* YOUR ASSIGNMENT *
Every line that holds the word "blue" needs to be copied from the data below.

=== MATERIAL TO PROCESS ===

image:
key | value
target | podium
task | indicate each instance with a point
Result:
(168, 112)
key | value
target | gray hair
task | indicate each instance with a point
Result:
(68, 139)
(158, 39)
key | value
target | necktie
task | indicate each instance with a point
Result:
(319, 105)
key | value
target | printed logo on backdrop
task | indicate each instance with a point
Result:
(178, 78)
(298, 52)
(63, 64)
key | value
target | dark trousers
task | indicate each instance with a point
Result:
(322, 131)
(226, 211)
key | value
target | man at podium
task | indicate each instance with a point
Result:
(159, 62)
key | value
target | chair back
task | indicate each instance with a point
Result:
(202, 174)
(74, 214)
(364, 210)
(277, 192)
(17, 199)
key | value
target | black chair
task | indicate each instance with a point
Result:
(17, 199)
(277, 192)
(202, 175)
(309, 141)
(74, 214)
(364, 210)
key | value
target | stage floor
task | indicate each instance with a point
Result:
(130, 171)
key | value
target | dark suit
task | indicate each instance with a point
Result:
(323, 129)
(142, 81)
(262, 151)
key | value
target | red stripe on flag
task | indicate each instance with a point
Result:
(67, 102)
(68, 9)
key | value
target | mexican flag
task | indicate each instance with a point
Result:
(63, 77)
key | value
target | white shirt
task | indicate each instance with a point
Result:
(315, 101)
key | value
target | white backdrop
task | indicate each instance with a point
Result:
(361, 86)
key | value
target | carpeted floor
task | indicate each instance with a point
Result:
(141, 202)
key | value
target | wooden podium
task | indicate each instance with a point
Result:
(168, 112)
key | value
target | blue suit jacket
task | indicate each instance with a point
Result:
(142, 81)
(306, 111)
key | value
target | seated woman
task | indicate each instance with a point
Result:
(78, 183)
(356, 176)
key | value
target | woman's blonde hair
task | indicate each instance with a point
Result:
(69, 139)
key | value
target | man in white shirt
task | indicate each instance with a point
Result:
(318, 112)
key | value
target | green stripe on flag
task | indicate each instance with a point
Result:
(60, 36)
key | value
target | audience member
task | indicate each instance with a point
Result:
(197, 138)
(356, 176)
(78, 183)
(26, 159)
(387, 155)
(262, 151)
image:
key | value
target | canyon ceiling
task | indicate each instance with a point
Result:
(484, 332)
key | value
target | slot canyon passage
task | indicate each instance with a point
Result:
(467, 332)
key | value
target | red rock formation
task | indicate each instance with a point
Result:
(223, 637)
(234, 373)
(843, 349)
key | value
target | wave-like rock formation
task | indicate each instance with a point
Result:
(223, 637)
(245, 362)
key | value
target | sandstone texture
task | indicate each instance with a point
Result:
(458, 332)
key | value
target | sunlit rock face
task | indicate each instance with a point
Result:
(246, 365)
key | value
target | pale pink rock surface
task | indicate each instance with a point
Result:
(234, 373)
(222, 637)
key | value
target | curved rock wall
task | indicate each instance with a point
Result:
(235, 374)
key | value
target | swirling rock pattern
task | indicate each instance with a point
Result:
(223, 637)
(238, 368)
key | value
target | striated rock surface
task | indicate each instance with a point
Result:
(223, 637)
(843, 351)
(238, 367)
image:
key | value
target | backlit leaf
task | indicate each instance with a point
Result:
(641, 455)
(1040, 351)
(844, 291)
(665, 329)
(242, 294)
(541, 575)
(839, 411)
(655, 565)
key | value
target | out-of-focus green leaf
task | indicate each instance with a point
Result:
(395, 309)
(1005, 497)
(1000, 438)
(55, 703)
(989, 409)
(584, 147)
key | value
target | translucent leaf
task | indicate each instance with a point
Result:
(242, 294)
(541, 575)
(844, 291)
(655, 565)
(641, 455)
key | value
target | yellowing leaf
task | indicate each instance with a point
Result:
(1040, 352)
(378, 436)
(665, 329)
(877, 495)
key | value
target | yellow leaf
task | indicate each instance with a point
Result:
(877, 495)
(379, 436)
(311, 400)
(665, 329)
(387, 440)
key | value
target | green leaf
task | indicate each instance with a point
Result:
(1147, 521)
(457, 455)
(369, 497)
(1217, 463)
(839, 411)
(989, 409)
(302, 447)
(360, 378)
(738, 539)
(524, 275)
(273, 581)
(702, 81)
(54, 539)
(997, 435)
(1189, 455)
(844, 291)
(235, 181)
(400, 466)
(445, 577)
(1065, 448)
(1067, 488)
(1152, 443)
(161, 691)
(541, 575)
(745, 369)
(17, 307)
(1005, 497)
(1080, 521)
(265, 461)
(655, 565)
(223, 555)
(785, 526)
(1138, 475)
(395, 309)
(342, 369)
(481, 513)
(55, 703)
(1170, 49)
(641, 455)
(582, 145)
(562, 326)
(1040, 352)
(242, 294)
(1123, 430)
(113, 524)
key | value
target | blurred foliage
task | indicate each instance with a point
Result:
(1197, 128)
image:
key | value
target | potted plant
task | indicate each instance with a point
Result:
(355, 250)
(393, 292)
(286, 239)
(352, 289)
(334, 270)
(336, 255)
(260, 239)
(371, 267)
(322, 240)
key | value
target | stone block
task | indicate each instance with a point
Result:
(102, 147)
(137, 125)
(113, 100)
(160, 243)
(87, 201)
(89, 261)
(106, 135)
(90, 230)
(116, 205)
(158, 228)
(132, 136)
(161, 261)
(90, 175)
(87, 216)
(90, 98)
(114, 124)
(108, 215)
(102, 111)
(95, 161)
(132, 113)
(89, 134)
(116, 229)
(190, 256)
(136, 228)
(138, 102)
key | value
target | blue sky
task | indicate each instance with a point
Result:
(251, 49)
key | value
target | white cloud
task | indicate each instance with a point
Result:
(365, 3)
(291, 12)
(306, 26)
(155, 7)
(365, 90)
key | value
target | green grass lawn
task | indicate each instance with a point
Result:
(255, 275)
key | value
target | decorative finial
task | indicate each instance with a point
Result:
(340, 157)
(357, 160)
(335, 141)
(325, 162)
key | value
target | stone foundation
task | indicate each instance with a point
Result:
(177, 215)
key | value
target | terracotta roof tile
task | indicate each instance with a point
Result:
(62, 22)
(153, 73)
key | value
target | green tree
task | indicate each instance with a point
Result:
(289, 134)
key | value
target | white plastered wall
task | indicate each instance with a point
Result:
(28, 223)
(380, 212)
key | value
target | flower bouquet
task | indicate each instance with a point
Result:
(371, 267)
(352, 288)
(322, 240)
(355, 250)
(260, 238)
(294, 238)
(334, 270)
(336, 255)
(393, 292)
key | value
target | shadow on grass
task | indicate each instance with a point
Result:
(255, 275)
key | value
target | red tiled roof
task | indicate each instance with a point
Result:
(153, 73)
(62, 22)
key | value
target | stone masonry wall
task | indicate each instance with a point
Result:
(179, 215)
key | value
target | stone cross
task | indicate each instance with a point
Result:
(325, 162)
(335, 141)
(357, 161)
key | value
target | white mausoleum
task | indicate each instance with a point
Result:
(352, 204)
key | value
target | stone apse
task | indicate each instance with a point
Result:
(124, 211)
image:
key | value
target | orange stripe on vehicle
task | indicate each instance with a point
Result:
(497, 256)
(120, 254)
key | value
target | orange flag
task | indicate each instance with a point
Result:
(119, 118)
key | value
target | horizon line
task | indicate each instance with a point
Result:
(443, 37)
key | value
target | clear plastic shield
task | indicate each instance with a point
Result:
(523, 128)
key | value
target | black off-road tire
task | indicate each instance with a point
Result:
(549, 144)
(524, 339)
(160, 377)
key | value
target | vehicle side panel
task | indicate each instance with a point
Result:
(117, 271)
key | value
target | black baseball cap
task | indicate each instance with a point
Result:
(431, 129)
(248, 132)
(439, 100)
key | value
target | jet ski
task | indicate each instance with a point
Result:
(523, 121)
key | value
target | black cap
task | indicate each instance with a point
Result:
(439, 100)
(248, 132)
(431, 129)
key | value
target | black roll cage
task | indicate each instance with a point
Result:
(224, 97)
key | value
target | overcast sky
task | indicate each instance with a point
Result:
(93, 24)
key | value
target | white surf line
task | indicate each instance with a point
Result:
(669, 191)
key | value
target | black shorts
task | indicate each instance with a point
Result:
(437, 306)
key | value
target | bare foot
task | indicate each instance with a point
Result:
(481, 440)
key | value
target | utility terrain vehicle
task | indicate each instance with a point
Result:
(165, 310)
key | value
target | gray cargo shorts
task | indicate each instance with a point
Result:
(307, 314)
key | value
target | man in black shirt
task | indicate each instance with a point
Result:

===

* ANSWER SPACE *
target | blue suit jacket
target | blue sky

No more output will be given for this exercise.